━━ MATERIAL ━━
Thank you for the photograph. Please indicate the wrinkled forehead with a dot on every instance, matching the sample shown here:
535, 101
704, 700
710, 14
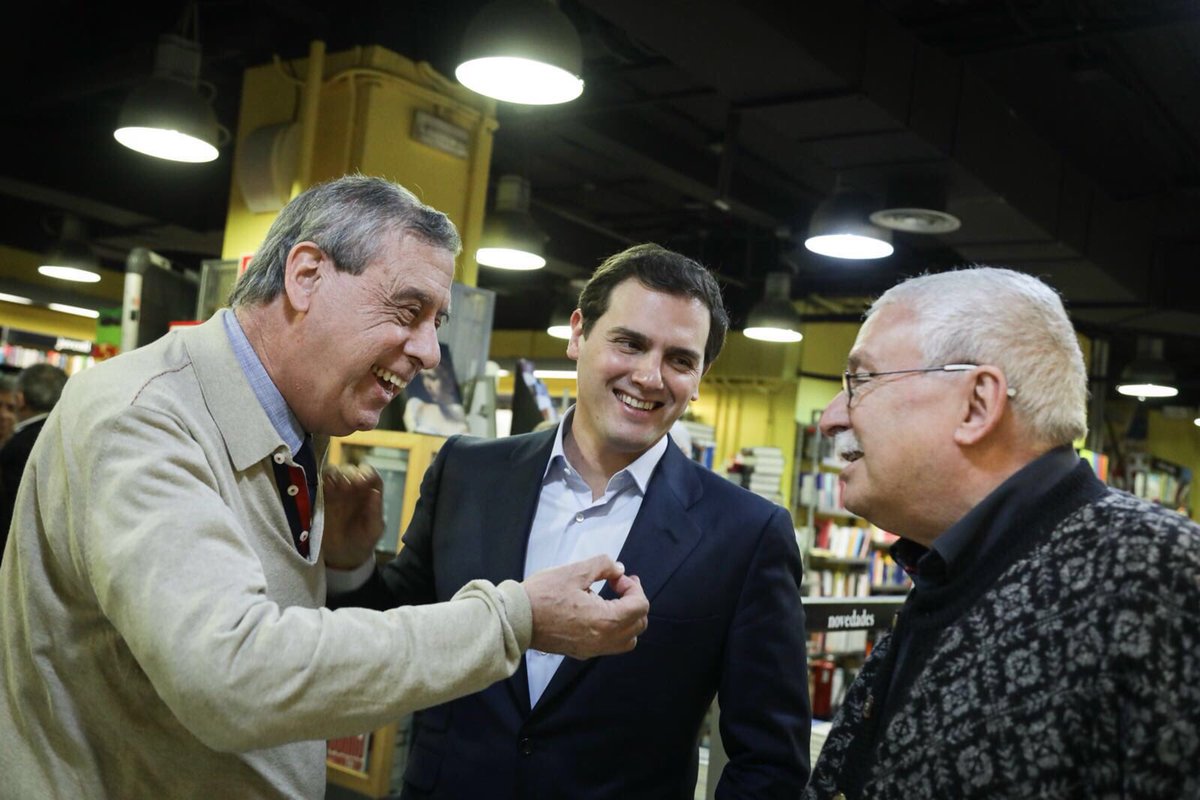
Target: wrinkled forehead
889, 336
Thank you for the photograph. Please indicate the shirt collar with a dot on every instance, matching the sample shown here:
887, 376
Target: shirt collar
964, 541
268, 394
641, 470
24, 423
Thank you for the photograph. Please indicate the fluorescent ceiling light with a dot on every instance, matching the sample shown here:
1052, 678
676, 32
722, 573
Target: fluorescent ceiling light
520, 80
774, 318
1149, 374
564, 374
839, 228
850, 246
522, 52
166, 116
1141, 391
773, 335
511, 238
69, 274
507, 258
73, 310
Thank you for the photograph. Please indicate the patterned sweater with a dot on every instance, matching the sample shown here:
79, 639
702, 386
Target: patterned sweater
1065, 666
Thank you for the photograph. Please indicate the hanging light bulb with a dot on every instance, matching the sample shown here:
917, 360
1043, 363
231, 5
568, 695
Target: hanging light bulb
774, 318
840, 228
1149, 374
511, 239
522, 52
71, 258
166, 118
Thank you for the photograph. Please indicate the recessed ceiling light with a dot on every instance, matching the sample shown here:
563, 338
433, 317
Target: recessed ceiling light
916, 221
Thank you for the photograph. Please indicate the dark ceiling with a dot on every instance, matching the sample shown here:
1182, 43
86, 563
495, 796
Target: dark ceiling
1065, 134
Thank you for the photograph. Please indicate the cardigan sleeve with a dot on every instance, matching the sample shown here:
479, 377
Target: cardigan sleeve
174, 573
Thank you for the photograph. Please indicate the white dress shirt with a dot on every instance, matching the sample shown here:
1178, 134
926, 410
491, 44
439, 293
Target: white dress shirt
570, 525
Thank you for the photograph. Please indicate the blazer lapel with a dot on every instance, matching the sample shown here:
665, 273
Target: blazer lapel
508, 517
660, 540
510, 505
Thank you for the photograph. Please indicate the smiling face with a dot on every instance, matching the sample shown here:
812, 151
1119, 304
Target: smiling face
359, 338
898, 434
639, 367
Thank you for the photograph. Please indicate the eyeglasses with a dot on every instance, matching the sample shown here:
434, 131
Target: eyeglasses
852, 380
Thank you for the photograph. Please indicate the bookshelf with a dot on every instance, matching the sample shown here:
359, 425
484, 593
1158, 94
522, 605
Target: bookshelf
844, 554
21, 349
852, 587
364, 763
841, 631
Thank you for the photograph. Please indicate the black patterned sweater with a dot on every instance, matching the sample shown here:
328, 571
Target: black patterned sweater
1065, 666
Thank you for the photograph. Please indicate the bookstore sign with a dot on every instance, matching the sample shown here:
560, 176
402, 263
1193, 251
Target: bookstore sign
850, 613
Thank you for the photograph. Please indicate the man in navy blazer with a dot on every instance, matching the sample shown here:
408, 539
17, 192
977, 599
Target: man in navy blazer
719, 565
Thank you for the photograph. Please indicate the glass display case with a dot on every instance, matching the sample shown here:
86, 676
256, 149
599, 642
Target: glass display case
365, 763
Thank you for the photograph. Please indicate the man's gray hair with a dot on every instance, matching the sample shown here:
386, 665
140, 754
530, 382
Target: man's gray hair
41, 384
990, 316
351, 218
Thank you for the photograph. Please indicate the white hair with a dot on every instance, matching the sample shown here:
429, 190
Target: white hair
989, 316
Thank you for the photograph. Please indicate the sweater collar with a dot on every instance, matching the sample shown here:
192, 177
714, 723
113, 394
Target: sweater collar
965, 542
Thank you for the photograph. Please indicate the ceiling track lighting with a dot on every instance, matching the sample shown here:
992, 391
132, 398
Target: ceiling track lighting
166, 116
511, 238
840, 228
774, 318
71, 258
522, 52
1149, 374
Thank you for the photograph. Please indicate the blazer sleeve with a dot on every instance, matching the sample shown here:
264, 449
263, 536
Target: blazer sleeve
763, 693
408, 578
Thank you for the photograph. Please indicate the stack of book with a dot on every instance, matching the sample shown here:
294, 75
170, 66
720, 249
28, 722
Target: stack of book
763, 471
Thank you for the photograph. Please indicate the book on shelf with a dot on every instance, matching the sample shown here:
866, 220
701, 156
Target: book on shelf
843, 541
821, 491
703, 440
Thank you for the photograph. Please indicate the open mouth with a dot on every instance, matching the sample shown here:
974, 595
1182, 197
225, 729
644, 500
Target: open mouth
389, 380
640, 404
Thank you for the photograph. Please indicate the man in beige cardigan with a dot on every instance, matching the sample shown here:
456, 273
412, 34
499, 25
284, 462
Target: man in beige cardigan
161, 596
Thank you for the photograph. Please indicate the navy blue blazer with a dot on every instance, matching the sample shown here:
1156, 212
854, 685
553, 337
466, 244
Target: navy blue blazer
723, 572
━━━
━━ MATERIAL ━━
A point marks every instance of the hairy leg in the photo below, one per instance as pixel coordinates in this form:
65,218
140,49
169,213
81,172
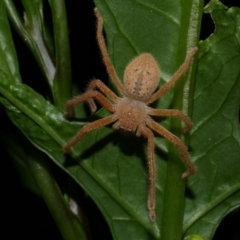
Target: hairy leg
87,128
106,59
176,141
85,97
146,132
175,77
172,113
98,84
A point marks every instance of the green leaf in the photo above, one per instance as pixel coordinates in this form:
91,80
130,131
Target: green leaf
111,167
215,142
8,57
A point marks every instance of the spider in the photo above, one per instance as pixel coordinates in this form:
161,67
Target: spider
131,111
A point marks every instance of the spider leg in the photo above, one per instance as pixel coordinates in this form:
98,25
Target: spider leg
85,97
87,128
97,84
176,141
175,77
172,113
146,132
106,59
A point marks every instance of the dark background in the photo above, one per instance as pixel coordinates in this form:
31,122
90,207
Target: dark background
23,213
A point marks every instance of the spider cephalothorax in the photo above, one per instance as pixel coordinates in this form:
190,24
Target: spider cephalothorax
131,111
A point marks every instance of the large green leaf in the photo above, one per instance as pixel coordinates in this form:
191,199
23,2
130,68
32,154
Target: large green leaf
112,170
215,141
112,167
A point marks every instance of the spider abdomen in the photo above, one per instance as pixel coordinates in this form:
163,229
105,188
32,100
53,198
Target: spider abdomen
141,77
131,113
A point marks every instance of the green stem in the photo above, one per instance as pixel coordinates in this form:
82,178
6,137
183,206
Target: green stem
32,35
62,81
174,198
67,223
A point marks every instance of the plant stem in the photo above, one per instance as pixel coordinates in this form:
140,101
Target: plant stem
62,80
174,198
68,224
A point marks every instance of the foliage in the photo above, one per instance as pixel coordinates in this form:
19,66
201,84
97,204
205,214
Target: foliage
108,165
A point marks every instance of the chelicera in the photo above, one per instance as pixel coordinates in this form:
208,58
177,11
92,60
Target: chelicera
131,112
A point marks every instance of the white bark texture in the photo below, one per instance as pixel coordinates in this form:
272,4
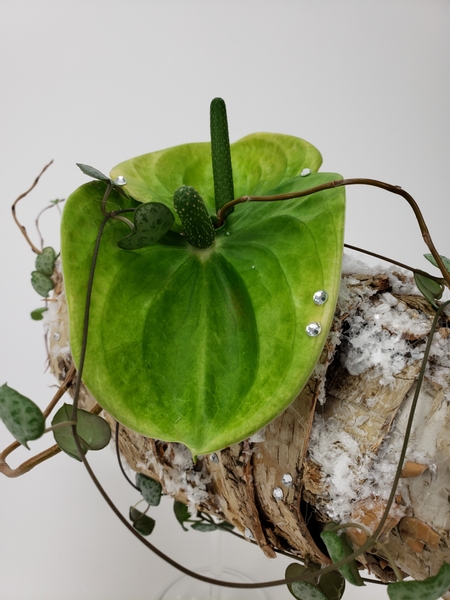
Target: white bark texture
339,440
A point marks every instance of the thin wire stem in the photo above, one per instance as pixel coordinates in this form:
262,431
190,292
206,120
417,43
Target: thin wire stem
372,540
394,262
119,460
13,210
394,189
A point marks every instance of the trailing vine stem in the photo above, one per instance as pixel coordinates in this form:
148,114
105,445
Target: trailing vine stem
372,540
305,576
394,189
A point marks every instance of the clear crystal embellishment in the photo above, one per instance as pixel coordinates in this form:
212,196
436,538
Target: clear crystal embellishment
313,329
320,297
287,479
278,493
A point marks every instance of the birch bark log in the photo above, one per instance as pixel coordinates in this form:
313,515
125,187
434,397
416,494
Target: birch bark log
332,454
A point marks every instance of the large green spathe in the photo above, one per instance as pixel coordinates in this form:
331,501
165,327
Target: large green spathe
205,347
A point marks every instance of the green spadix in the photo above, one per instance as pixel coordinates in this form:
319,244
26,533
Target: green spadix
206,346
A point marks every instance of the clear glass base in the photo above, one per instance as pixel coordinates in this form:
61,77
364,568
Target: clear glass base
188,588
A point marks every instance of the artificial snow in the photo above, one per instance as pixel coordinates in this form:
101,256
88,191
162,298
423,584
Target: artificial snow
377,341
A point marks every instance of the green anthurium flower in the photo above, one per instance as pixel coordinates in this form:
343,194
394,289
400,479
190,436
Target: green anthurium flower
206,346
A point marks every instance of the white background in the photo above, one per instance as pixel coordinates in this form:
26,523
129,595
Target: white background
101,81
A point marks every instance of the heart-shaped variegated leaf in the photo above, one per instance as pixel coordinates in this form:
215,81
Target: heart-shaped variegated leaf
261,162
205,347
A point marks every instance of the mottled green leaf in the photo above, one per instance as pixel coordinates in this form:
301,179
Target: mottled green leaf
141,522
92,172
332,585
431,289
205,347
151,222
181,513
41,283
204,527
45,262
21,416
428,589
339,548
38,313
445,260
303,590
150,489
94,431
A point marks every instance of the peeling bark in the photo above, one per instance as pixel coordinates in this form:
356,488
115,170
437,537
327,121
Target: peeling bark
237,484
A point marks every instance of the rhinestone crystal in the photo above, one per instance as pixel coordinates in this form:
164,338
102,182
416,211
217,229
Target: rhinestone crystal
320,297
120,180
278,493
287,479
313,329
━━━
-- THE PROBLEM --
Return every line of the items above that contains the word "hairy".

-- RESULT FOR THIS TASK --
A point marks every instance of the hairy leg in the photo below, one per instance as pixel coordinates in this form:
Target: hairy leg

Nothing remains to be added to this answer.